§ Problem to solve
Render the part of the records that opens with the line containing "Expected behaviour: for every instance of the sign reading hiệp" and runs through the end of the records, both ends included, as a numbered list, skipping blank lines and leaving the pictures out.
** START Dataset excerpts **
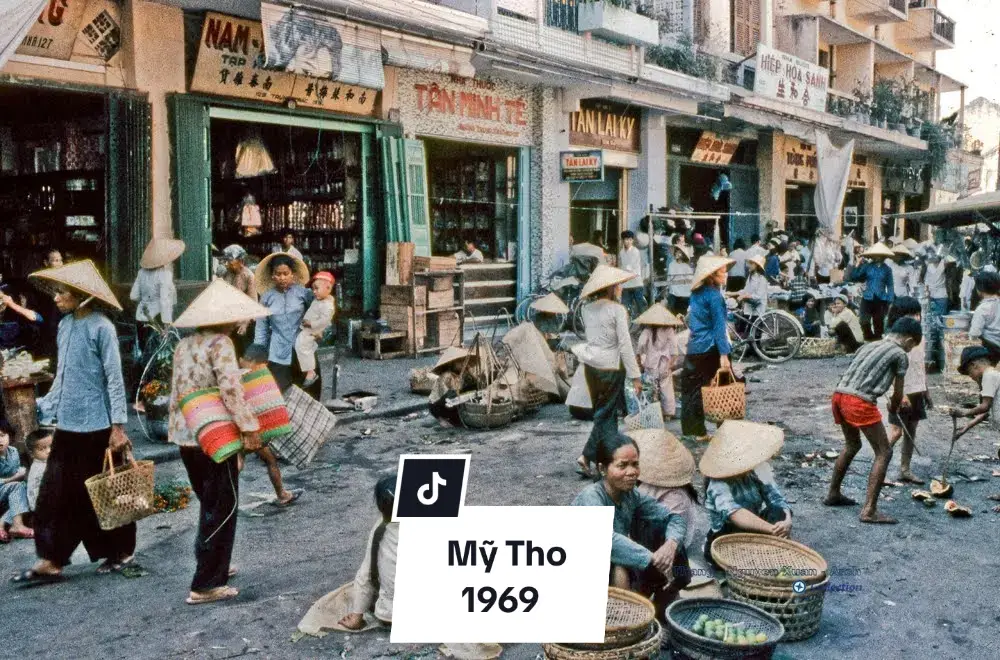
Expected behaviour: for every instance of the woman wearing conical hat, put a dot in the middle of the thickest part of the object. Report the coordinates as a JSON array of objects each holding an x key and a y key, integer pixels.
[
  {"x": 708, "y": 345},
  {"x": 207, "y": 359},
  {"x": 608, "y": 356},
  {"x": 88, "y": 402},
  {"x": 740, "y": 492}
]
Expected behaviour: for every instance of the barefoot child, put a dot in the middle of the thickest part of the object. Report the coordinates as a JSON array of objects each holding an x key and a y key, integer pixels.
[
  {"x": 916, "y": 398},
  {"x": 255, "y": 358},
  {"x": 658, "y": 353},
  {"x": 318, "y": 318},
  {"x": 875, "y": 368}
]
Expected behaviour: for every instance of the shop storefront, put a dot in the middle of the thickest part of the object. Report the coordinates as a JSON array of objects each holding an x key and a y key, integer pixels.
[
  {"x": 261, "y": 153},
  {"x": 710, "y": 172}
]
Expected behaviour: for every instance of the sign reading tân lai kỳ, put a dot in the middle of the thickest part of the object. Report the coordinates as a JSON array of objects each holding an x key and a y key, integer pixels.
[
  {"x": 605, "y": 126},
  {"x": 581, "y": 165},
  {"x": 789, "y": 79}
]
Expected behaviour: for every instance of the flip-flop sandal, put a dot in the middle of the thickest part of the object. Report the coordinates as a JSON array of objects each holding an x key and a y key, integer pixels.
[
  {"x": 212, "y": 595},
  {"x": 296, "y": 494},
  {"x": 29, "y": 578}
]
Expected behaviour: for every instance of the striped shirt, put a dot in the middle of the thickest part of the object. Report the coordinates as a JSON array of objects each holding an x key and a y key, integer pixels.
[{"x": 873, "y": 369}]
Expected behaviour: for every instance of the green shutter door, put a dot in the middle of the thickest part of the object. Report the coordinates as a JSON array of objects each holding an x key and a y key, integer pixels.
[
  {"x": 129, "y": 205},
  {"x": 190, "y": 184}
]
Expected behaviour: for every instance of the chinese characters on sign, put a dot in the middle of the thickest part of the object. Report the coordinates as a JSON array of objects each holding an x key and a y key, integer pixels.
[
  {"x": 605, "y": 126},
  {"x": 715, "y": 149},
  {"x": 230, "y": 62},
  {"x": 789, "y": 79}
]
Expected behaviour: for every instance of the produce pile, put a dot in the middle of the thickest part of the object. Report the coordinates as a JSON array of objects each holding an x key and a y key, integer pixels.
[{"x": 727, "y": 633}]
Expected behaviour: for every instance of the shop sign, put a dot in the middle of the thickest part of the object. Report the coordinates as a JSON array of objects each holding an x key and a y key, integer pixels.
[
  {"x": 581, "y": 165},
  {"x": 230, "y": 63},
  {"x": 715, "y": 149},
  {"x": 789, "y": 79},
  {"x": 312, "y": 44},
  {"x": 605, "y": 126},
  {"x": 54, "y": 33}
]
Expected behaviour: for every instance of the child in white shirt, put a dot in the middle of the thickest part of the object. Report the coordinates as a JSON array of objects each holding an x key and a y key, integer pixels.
[{"x": 318, "y": 318}]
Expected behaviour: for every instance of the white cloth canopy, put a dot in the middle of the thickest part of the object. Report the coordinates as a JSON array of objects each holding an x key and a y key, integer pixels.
[{"x": 16, "y": 18}]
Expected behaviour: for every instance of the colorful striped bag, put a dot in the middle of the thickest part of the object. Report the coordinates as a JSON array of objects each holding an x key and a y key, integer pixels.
[{"x": 210, "y": 421}]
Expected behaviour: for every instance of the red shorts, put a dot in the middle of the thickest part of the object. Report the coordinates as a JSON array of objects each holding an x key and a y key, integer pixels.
[{"x": 854, "y": 411}]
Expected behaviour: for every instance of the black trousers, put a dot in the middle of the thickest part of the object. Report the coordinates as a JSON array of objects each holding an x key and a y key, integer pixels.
[
  {"x": 64, "y": 516},
  {"x": 217, "y": 486},
  {"x": 699, "y": 369},
  {"x": 873, "y": 313}
]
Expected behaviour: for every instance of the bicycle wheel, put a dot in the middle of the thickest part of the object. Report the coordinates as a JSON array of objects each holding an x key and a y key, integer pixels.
[{"x": 776, "y": 337}]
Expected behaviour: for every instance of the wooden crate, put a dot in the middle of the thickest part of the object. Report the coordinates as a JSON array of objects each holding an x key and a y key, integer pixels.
[
  {"x": 444, "y": 329},
  {"x": 434, "y": 263},
  {"x": 439, "y": 299},
  {"x": 403, "y": 295},
  {"x": 398, "y": 263}
]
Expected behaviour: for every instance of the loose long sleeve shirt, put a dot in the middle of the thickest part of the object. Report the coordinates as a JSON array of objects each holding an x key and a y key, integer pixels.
[
  {"x": 278, "y": 331},
  {"x": 707, "y": 321},
  {"x": 633, "y": 507},
  {"x": 609, "y": 343},
  {"x": 88, "y": 393}
]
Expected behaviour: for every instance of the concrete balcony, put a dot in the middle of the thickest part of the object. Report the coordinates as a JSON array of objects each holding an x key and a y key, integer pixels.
[
  {"x": 928, "y": 29},
  {"x": 877, "y": 12}
]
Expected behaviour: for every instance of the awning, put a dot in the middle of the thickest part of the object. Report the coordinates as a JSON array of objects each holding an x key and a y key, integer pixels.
[
  {"x": 16, "y": 18},
  {"x": 964, "y": 212}
]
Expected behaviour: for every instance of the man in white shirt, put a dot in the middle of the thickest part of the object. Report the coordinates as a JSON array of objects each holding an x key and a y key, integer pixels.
[{"x": 630, "y": 259}]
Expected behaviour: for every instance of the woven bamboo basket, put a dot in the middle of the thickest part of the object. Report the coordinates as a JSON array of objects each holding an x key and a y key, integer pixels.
[
  {"x": 647, "y": 647},
  {"x": 816, "y": 347},
  {"x": 627, "y": 621},
  {"x": 122, "y": 495},
  {"x": 682, "y": 615}
]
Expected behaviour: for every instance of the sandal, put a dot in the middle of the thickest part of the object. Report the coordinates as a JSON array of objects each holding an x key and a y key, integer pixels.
[
  {"x": 212, "y": 595},
  {"x": 31, "y": 578}
]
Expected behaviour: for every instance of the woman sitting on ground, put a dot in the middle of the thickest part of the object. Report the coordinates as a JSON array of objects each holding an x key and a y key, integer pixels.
[
  {"x": 740, "y": 493},
  {"x": 647, "y": 545}
]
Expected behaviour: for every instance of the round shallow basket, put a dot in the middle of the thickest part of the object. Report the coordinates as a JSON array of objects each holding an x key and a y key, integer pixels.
[
  {"x": 627, "y": 622},
  {"x": 683, "y": 614},
  {"x": 799, "y": 613},
  {"x": 647, "y": 647},
  {"x": 477, "y": 415},
  {"x": 767, "y": 560},
  {"x": 816, "y": 347}
]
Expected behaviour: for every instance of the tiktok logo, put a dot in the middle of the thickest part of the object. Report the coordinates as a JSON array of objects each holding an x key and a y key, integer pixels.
[{"x": 431, "y": 486}]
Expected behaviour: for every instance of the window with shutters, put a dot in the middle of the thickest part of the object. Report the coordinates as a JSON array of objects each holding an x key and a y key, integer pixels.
[{"x": 745, "y": 26}]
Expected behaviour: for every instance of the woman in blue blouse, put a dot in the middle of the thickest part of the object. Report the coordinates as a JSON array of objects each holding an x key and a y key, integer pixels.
[
  {"x": 647, "y": 540},
  {"x": 281, "y": 280},
  {"x": 708, "y": 346}
]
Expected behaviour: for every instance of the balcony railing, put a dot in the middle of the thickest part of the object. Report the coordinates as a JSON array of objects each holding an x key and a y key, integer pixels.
[{"x": 561, "y": 14}]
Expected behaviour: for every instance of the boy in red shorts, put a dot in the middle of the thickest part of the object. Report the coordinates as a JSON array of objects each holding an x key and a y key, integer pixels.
[{"x": 875, "y": 368}]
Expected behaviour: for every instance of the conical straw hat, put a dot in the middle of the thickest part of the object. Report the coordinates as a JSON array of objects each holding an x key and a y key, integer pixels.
[
  {"x": 708, "y": 265},
  {"x": 739, "y": 447},
  {"x": 451, "y": 354},
  {"x": 657, "y": 314},
  {"x": 878, "y": 250},
  {"x": 220, "y": 304},
  {"x": 263, "y": 273},
  {"x": 160, "y": 252},
  {"x": 663, "y": 460},
  {"x": 550, "y": 304},
  {"x": 79, "y": 275},
  {"x": 603, "y": 277}
]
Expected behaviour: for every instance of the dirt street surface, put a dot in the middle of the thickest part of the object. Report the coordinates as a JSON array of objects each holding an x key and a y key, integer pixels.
[{"x": 922, "y": 589}]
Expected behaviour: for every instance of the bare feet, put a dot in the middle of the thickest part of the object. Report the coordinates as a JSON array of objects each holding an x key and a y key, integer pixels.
[
  {"x": 838, "y": 500},
  {"x": 878, "y": 519}
]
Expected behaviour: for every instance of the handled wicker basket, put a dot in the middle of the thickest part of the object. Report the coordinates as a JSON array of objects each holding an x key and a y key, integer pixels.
[
  {"x": 123, "y": 495},
  {"x": 724, "y": 401}
]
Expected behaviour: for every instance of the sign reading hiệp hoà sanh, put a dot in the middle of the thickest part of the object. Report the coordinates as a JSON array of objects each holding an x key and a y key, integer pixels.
[
  {"x": 606, "y": 126},
  {"x": 231, "y": 60},
  {"x": 789, "y": 79}
]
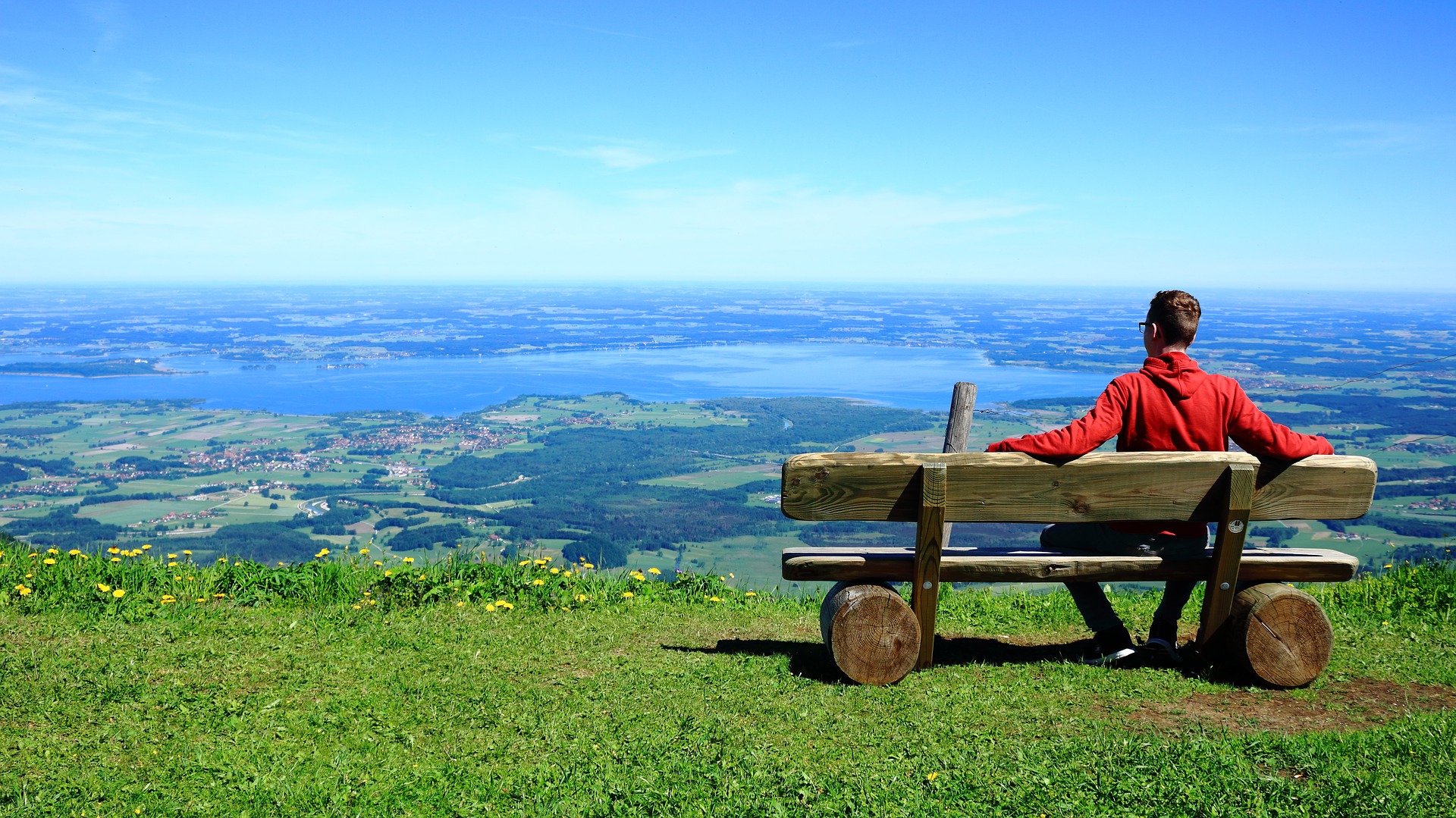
** END Dataset excerpts **
§ Answer to this task
1. Expected behaviour: for every instance of the sign reading hiệp hoà sanh, put a dot in the middle of the thickest part of the object. Report the coordinates as a JSON array of objects each holding an x key and a y key, integer pixels.
2. [
3.   {"x": 606, "y": 126},
4.   {"x": 231, "y": 60},
5.   {"x": 789, "y": 79}
6. ]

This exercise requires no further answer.